**MATERIAL PROVIDED**
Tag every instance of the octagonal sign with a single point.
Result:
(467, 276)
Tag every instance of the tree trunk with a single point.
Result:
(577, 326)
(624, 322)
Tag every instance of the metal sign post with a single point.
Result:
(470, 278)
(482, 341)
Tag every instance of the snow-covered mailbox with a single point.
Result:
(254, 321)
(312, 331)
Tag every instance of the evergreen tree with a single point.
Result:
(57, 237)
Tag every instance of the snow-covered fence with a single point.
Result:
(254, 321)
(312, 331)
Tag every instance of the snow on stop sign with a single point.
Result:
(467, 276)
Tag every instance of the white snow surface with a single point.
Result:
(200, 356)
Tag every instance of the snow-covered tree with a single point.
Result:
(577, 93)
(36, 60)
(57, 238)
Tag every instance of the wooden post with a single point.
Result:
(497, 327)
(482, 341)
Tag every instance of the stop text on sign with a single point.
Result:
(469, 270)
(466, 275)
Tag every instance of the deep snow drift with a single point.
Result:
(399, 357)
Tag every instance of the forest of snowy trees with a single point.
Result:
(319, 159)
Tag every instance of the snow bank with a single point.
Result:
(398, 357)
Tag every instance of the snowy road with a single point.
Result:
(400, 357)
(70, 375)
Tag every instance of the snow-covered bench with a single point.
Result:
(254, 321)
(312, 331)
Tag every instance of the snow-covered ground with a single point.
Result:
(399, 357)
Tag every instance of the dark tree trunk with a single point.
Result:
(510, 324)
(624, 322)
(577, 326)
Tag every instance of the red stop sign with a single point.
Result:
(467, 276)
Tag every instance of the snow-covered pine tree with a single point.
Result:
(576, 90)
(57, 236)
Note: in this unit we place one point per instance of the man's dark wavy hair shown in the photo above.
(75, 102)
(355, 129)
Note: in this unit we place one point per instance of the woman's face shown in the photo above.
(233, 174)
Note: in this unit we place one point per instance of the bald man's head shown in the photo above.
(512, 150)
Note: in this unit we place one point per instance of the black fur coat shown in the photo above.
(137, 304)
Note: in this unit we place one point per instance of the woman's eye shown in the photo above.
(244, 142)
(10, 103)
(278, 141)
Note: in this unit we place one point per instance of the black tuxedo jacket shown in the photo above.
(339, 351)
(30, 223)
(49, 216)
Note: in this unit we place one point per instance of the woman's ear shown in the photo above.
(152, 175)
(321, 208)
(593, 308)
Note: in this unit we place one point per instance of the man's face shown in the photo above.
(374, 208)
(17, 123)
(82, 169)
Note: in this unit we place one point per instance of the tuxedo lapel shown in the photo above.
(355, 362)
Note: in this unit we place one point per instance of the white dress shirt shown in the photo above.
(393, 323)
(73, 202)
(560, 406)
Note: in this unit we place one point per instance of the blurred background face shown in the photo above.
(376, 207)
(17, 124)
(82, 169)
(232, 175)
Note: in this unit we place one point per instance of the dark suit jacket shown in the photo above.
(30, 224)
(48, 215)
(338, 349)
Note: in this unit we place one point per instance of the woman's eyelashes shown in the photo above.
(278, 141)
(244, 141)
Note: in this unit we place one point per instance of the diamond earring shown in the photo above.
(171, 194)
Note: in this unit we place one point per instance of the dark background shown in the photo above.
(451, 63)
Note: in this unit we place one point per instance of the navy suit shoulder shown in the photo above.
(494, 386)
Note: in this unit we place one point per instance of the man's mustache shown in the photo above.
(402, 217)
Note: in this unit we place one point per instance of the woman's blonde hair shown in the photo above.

**EXERCISE DESCRIPTION**
Set down the whole of the data, exactly as it stands.

**SOLUTION TO THIS TASK**
Tag every instance of the octagonal sign with a single point.
Result:
(467, 276)
Tag every instance of the tree trunk with a single point.
Result:
(577, 326)
(624, 322)
Tag every instance of the metal sign post with a single point.
Result:
(470, 278)
(482, 341)
Tag every instance of the snow-covered mailbox with a single point.
Result:
(254, 321)
(312, 331)
Tag every instance of the evergreen tree with a single point.
Result:
(57, 237)
Tag every instance of the snow-covered fence with a single point.
Result:
(254, 321)
(312, 331)
Tag every instance of the snow on stop sign with a single point.
Result:
(467, 276)
Tag every instance of the white snow surface with a single point.
Result:
(200, 356)
Tag every instance of the snow-covered tree with a single point.
Result:
(577, 93)
(36, 60)
(57, 238)
Tag every instance of the wooden post with a single point.
Result:
(497, 327)
(482, 341)
Tag every instance of the stop text on sign with a single point.
Result:
(469, 270)
(466, 275)
Tag every instance of the deep snow drift with a single point.
Result:
(399, 357)
Tag every instance of the forest of snowy trees with a single point.
Result:
(319, 159)
Tag every instance of the snow bank with a single point.
Result:
(398, 357)
Tag every instance of the snowy road with a single point.
Result:
(400, 357)
(70, 375)
Tag every instance of the snow-covered bench with a single point.
Result:
(254, 321)
(312, 331)
Tag every instance of the snow-covered ground with a single point.
Result:
(399, 357)
Tag every instance of the dark tree trunk with a single point.
Result:
(510, 324)
(624, 322)
(577, 326)
Tag every instance of the red stop sign with a single point.
Result:
(467, 276)
Tag every instance of the snow-covered pine tree with a single point.
Result:
(576, 90)
(57, 236)
Note: in this unit we place one point per instance of the man's dark wavy hair shown in the photo above.
(75, 102)
(355, 129)
Note: in this unit we place one point per instance of the woman's face shown in the photo above.
(233, 174)
Note: in this unit we place one point per instance of the bald man's head shown in the photo above.
(512, 150)
Note: in this unit we place one point per instance of the black fur coat shown in the photo above.
(137, 304)
Note: in this unit we place one point per instance of the woman's eye shown in the photo above.
(244, 142)
(10, 103)
(278, 141)
Note: in this unit we place one point per instance of the black tuxedo jacket shown in the photo above.
(339, 351)
(30, 223)
(49, 216)
Note: in this unit we place one point per instance of the woman's ear shown in the photo above.
(152, 175)
(321, 208)
(593, 308)
Note: in this unit we place one point per instance of the man's face shown in the photo above.
(374, 208)
(17, 123)
(82, 169)
Note: in this unit we place one point per instance of the tuxedo lapel shown in the photo above.
(355, 362)
Note: in this unit we place one point per instance of the white dress shirt shown in the photo above.
(393, 323)
(73, 202)
(560, 406)
Note: in this unit we place one point per instance of the blurred background face shown in the photo above.
(376, 207)
(17, 124)
(82, 169)
(232, 175)
Note: in this unit we place one point per instance of the dark suit jacket shown in the photo above.
(30, 224)
(48, 215)
(338, 349)
Note: in this unit we place one point per instance of the woman's eyelashes shown in the photo above.
(278, 141)
(244, 141)
Note: in this unit we place one point per instance of the diamond earring shown in the photo above.
(171, 194)
Note: in this unit we place one point per instance of the dark background shown in the photo above.
(451, 63)
Note: in this unit we place one point per instance of the navy suit shoulder shown in the photo above.
(494, 386)
Note: in this unit we place one point per instance of the man's mustache shown in the photo above.
(402, 217)
Note: in this unit we place one point per instance of the woman's blonde hair shown in the photo above.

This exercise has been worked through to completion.